• [Objective] Transcribe the material below exactly as it appears.

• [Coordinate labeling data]
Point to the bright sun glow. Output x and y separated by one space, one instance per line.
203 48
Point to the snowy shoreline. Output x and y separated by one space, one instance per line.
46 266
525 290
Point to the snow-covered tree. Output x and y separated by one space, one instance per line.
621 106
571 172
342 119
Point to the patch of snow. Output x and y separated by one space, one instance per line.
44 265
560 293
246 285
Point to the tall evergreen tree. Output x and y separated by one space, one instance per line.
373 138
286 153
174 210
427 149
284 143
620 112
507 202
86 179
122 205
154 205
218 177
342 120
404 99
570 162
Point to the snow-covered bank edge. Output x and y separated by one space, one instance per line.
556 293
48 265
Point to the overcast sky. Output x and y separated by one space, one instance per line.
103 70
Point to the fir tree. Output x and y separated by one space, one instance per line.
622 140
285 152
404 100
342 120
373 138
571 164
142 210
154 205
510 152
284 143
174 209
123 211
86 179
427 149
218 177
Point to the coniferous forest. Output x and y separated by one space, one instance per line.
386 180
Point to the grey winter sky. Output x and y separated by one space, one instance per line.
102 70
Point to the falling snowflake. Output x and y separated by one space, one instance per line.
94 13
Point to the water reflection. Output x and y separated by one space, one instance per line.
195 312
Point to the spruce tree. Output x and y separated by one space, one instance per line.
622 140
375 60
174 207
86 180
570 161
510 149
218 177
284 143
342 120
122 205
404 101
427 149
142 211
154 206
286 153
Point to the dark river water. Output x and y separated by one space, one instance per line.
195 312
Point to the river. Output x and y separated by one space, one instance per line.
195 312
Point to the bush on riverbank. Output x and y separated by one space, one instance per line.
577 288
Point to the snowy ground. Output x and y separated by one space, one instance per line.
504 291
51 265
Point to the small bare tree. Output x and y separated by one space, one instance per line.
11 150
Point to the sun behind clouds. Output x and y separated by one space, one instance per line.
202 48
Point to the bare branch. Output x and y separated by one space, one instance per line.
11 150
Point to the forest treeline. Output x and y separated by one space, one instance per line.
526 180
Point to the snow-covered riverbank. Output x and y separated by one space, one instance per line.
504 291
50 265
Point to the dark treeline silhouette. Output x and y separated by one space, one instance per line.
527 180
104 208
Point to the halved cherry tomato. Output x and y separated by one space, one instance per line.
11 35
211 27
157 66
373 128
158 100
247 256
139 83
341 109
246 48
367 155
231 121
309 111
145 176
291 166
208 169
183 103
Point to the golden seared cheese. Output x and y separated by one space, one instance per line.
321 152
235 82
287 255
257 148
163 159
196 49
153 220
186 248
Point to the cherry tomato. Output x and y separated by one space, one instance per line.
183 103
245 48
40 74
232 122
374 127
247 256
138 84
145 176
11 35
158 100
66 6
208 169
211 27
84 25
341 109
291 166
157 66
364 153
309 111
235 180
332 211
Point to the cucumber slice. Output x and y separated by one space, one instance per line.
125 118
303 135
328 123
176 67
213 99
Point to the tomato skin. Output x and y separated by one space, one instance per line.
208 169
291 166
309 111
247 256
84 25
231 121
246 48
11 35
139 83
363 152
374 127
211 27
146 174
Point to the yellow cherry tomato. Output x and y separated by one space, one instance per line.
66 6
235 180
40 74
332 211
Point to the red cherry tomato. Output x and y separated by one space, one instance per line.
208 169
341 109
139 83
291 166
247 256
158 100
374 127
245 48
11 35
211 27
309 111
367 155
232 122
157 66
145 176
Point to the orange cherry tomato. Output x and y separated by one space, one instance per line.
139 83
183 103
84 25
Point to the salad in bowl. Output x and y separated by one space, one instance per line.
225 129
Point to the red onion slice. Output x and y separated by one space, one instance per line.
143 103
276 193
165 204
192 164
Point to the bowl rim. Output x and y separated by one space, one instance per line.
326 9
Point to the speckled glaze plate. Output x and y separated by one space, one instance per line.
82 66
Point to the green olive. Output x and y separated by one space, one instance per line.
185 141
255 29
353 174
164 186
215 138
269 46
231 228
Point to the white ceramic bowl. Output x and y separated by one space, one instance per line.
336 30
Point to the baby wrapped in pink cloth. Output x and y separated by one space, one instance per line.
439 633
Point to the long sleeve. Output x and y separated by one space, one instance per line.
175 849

• [Answer to this exercise]
Point to the bright sun glow. Output x and y separated by one space, one instance per line.
203 48
Point to the snowy shoreline. Output x and y separated by one space, one instance per line.
46 266
525 290
Point to the snow-covered tree. Output x and y separated by one space, one instance per line.
621 106
571 172
342 119
Point to the patch of snow. Output x and y separated by one space, one instance per line.
44 265
560 293
246 285
Point to the tall evergreen tree. Output x and y separated by one space, one instance per line.
373 138
286 153
174 210
427 149
284 143
620 112
507 202
86 179
122 205
154 205
218 177
342 120
404 99
570 162
Point to the snow-covered bank edge. Output x and y separated by one space, one instance per line.
556 293
48 265
Point to the overcast sky. Output x and y separated by one space, one instance per line.
103 70
Point to the fir tree. Output x and y separated by one space, one instance per line.
622 140
285 152
404 100
342 120
373 138
571 164
142 210
154 205
510 152
284 143
174 209
123 211
86 179
427 149
218 177
Point to the coniferous forest. Output x and y separated by one space, one instance per line.
386 180
Point to the grey winter sky. Output x and y separated by one space, one instance per line.
102 70
Point to the falling snowflake. Output x and y separated by one space, one instance per line.
94 13
Point to the water reflection. Output x and y separated by one space, one instance per line.
195 312
Point to the spruce tree. Output x and y separated by one space, one instance per line.
622 140
375 60
174 207
86 180
570 161
510 149
218 177
284 143
342 120
122 205
404 101
427 149
142 211
154 206
286 153
Point to the dark river water. Output x and y separated by one space, one instance per line.
195 312
Point to the river. Output x and y separated by one space, one instance per line.
195 312
Point to the bush on riverbank. Output x and y separated by one space, one instance per line.
577 288
Point to the snowy ground. Output x and y separated by one space, one instance per line.
504 291
51 265
Point to the small bare tree. Output x and y separated by one space, one instance per line.
11 150
Point to the sun behind clouds. Output x and y separated by one space, one instance per line.
202 48
Point to the bare branch. Output x and y separated by one space, one instance per line.
11 150
Point to the forest treeline. Output x and y separated by one space, one instance per line.
526 180
Point to the snow-covered riverbank. Output x and y separated by one space, one instance per line.
504 291
50 265
Point to the dark treeline silhouette. Output x and y separated by one space, one instance per line.
527 180
104 208
Point to the halved cherry tomato. Output x and y separated by one space, one instance per line.
11 35
211 27
157 66
373 128
158 100
247 256
139 83
341 109
246 48
367 155
231 121
309 111
145 176
291 166
208 169
183 103
Point to the golden seared cheese. Output x and y separated by one space, one instance per line.
321 152
235 82
287 255
257 148
163 159
196 49
153 220
186 248
Point to the cherry tomato. Output x and y separated by one space, one instance per line.
183 103
245 48
40 74
232 122
374 127
247 256
138 84
145 176
11 35
158 100
66 6
208 169
211 27
84 25
341 109
291 166
157 66
364 153
309 111
235 180
332 211
Point to the cucumber slice. Output x and y separated by one space, one instance per line.
125 118
303 135
328 123
176 67
213 99
Point to the tomato skin. Output x and y separated by one space, one instance per line.
208 169
291 166
309 111
247 256
84 25
231 121
246 48
11 35
139 83
363 152
374 127
211 27
146 174
Point to the yellow cherry tomato. Output x and y separated by one space, one instance per line.
66 6
235 180
40 74
332 211
Point to the red cherry tomato. Output x and y separated by one space, one instance per line.
208 169
341 109
139 83
291 166
247 256
158 100
374 127
245 48
11 35
211 27
309 111
367 155
232 122
157 66
145 176
Point to the orange cherry tomato. Output x and y separated by one space, one instance per line.
139 83
183 103
84 25
Point to the salad in bowl. Output x and y separated by one space, one instance per line.
225 129
Point to the red onion slice. Output x and y separated by one space, one instance per line.
143 103
276 193
165 204
192 164
Point to the bowl rim. Output x and y separated by one space, one instance per line.
326 9
Point to the speckled glaze plate. Output x and y separated by one space, one instance per line.
82 66
Point to the green olive. Output x and y separated by one space, one instance per line.
185 141
255 29
353 174
164 186
215 138
269 46
231 228
Point to the white ceramic bowl. Output x and y separated by one space, one instance per line.
336 30
Point to the baby wrapped in pink cloth. Output x and y separated by one space, one instance per line.
439 633
Point to the long sleeve. Output x and y separated by one space, one instance per line.
175 849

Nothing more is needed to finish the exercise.